§ **Entries provided**
* begin *

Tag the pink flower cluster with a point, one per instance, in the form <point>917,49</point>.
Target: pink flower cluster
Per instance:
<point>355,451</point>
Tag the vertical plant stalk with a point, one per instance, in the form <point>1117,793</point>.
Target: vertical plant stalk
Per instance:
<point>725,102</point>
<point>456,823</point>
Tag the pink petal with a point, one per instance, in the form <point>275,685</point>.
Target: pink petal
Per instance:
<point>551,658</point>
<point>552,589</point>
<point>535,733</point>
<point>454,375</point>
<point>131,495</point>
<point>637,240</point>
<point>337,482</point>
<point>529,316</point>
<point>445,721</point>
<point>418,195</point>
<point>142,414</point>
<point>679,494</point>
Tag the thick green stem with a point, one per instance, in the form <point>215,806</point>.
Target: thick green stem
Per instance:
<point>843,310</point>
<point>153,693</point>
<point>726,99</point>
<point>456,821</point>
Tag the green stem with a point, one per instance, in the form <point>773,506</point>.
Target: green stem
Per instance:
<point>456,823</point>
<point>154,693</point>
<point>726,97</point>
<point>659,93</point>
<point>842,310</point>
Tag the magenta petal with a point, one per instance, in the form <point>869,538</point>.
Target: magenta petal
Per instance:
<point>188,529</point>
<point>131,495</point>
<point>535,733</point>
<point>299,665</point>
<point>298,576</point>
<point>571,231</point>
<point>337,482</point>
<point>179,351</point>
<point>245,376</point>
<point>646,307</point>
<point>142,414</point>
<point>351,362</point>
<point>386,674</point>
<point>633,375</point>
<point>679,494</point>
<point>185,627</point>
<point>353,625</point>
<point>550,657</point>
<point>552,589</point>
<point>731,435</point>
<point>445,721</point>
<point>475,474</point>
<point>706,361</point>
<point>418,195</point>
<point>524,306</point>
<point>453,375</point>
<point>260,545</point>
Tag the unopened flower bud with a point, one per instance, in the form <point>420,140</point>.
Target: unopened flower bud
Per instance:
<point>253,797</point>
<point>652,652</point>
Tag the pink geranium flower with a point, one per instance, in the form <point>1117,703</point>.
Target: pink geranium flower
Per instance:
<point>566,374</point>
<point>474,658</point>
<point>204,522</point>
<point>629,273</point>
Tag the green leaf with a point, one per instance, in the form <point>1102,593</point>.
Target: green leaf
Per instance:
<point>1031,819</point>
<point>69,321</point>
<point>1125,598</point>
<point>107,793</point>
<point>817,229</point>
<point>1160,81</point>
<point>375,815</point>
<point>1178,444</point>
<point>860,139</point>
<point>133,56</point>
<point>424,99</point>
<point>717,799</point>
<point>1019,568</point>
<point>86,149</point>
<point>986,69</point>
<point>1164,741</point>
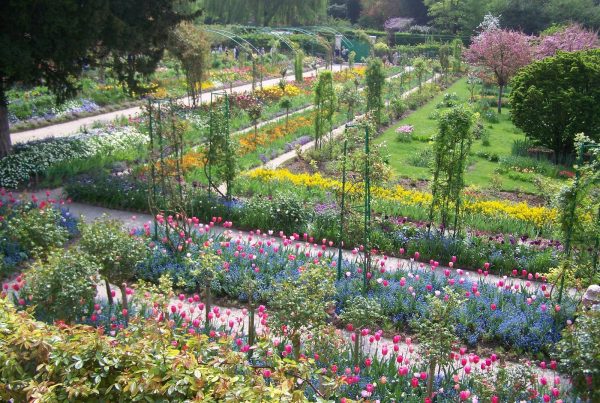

* end *

§ **Instructions for the task**
Copy all of the lines above word for word, and leave the pictures out of your copy.

§ **Output of the task**
Tag the pink flower cluster with a point, one per instance, in the form <point>917,49</point>.
Target: pink flower cluster
Per instance:
<point>355,451</point>
Tag the vertical plant stalk with a point, one per instance, in the form <point>1117,793</point>.
Target: vertical plant stalk
Per instance:
<point>725,102</point>
<point>456,823</point>
Tag the pink petal with a point, one per instance, in the form <point>275,685</point>.
Target: pink petal
Per instance:
<point>551,658</point>
<point>552,589</point>
<point>535,733</point>
<point>454,375</point>
<point>131,495</point>
<point>637,240</point>
<point>337,482</point>
<point>529,316</point>
<point>445,721</point>
<point>418,195</point>
<point>142,414</point>
<point>679,494</point>
Tag the thick green stem with a point, one per instance, in the form <point>215,806</point>.
Target: thick green stem
Per instance:
<point>843,310</point>
<point>153,693</point>
<point>726,99</point>
<point>456,821</point>
Tag the green stem with a point, one per instance, in the form <point>773,506</point>.
Target: green stem
Per instance:
<point>456,823</point>
<point>154,693</point>
<point>726,97</point>
<point>659,93</point>
<point>842,310</point>
Tag the magenta petal with a point, one per instance, in the form <point>869,538</point>.
Target: magenta petal
Per instance:
<point>188,529</point>
<point>131,495</point>
<point>535,733</point>
<point>299,665</point>
<point>298,576</point>
<point>571,231</point>
<point>337,482</point>
<point>179,351</point>
<point>245,376</point>
<point>646,307</point>
<point>142,414</point>
<point>351,362</point>
<point>386,674</point>
<point>633,375</point>
<point>679,494</point>
<point>185,627</point>
<point>353,625</point>
<point>550,657</point>
<point>552,589</point>
<point>731,435</point>
<point>445,721</point>
<point>475,474</point>
<point>706,361</point>
<point>418,195</point>
<point>524,306</point>
<point>453,375</point>
<point>260,545</point>
Tag the unopened flower bud with a point, one per instance, in the form <point>420,140</point>.
Target: unopened flower bud
Per instance:
<point>253,797</point>
<point>652,652</point>
Tag the pink geranium flower with a point, one per instance, in the form <point>1117,703</point>.
Target: pink geranium flower
Per instance:
<point>566,374</point>
<point>474,658</point>
<point>204,522</point>
<point>629,273</point>
Tag the green leaf with a point, one per instance, in the form <point>1102,593</point>.
Target: green leaf
Per instance:
<point>1031,819</point>
<point>69,321</point>
<point>1125,598</point>
<point>107,793</point>
<point>817,229</point>
<point>1160,81</point>
<point>375,815</point>
<point>1178,444</point>
<point>860,139</point>
<point>133,56</point>
<point>424,99</point>
<point>717,799</point>
<point>1019,568</point>
<point>86,149</point>
<point>986,69</point>
<point>1164,741</point>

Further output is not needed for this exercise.